提示本文 ->
--------

国民と立民の支持率が逆転=共同通信…経済政策影響か

結局のところ、人々の声に愚直に声を傾けること以外に、政党が生き延びていく手段はありません。こうしたなかで、日経新聞の滝田洋一編集委員が日曜日、興味深い内容をXに投稿しました。共同通信の調査でも、政党支持率で国民民主党が立憲民主党を上回ったのです。しかも、立憲民主党は「総選挙直後のバブルが崩壊」した、というのが滝田氏の指摘です。端的で的を射た指摘と言わざるを得ません。

日経の滝田氏の興味深い指摘

日経新聞の滝田洋一編集委員が日曜日の夜、こんな内容をポストしていました。

これは、共同通信が14、15両日に実施した世論調査に関する日経新聞の記事をもとに滝田氏がポストしたものです(ただし、共同通信さんと日経新聞さんには大変申し訳ないのですが、記事本文は引用しません。ご興味がある方は直接読んでください)。

国民民主は地道な政策努力が支持獲得

ここで注目すべきは滝田氏の3つの指摘です。

--------

作業指示 ->
A. 本文について、次の問いに答えよ。
(i) 滝田洋一氏はどの新聞の編集委員か。
(ii) 共同通信の世論調査は何日に実施されたか。
(iii) 共同通信の調査で、政党支持率において国民民主党が上回った政党はどこか。
B. 本文の「国民と立民の支持率が逆転=共同通信…経済政策影響か」から「日経新聞の滝田洋一編集委員が日曜日の夜、こんな内容をポストしていました。」までの部分を、一字一句そのまま書き写せ。

--------

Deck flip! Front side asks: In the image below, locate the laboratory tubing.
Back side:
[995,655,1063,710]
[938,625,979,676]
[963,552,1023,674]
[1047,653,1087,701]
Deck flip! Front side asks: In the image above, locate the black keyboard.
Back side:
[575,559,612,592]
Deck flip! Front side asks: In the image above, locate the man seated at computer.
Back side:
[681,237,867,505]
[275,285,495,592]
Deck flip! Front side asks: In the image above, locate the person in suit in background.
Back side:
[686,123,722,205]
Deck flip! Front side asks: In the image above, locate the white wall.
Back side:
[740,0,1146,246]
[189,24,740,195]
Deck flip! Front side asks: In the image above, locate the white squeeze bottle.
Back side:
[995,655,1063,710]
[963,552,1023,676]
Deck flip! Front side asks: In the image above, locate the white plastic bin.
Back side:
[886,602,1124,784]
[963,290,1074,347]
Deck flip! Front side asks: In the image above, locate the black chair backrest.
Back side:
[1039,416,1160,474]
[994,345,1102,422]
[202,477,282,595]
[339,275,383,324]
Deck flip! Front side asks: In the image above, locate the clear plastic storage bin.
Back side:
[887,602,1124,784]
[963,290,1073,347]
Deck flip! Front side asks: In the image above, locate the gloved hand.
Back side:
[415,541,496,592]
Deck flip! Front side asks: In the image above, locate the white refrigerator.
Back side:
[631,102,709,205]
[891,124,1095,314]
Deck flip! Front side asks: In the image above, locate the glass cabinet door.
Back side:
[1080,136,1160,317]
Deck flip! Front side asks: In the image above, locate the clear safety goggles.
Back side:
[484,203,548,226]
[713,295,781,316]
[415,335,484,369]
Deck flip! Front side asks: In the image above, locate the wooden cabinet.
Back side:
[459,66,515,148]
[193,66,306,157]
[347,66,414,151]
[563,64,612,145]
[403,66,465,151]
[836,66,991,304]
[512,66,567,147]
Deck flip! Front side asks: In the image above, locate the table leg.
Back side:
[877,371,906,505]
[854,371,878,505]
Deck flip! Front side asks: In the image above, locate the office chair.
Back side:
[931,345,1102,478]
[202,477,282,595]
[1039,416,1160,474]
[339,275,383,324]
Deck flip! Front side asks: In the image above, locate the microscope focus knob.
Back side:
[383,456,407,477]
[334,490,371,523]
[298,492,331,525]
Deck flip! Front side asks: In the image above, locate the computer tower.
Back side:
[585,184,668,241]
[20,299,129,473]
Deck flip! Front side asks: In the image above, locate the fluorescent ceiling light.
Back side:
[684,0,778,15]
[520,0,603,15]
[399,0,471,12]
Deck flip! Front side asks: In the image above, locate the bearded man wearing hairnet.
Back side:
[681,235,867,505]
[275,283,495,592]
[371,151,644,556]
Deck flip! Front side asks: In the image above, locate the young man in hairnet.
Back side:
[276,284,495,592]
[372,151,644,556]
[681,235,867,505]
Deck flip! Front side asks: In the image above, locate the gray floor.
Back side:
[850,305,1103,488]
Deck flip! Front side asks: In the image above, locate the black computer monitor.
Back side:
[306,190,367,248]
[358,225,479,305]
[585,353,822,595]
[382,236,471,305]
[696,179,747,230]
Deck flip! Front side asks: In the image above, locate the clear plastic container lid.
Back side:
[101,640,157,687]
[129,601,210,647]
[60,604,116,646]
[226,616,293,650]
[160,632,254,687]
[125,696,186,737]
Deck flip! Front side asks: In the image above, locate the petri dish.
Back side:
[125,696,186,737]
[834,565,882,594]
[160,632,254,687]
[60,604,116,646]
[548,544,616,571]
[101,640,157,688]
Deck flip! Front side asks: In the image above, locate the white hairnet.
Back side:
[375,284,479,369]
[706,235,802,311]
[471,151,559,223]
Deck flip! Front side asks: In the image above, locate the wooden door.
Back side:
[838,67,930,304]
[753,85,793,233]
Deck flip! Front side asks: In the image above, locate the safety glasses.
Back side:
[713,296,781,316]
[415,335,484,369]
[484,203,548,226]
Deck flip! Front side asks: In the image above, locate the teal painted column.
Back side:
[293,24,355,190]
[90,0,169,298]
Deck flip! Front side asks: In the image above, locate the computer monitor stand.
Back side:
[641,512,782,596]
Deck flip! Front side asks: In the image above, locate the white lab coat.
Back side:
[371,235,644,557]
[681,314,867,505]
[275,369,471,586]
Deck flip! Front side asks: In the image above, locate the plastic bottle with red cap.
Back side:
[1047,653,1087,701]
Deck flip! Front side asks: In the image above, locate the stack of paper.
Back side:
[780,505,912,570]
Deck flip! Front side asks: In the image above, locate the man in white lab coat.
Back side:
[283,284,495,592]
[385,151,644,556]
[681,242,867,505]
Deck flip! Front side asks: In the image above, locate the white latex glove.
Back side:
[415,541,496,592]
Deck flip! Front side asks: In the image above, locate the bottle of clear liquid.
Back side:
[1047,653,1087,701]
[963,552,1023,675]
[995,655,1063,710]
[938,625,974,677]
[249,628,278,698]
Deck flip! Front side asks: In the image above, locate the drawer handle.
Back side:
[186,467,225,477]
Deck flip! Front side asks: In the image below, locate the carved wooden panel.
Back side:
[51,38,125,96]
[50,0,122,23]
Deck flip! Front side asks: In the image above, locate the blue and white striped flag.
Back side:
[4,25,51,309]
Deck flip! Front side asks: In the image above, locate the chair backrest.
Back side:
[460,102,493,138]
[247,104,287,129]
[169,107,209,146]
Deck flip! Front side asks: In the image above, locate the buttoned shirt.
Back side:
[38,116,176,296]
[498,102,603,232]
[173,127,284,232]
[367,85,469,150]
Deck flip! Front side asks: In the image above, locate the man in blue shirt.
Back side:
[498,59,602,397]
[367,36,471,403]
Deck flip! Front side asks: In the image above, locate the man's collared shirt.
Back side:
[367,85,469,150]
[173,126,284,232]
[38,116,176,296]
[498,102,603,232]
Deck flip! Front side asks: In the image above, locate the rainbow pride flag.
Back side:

--------

解答一覧 ->
A.
(i) 日経新聞
(ii) 14、15両日
(iii) 立憲民主党

B.
国民と立民の支持率が逆転=共同通信…経済政策影響か

結局のところ、人々の声に愚直に声を傾けること以外に、政党が生き延びていく手段はありません。こうしたなかで、日経新聞の滝田洋一編集委員が日曜日、興味深い内容をXに投稿しました。共同通信の調査でも、政党支持率で国民民主党が立憲民主党を上回ったのです。しかも、立憲民主党は「総選挙直後のバブルが崩壊」した、というのが滝田氏の指摘です。端的で的を射た指摘と言わざるを得ません。

日経の滝田氏の興味深い指摘

日経新聞の滝田洋一編集委員が日曜日の夜、こんな内容をポストしていました。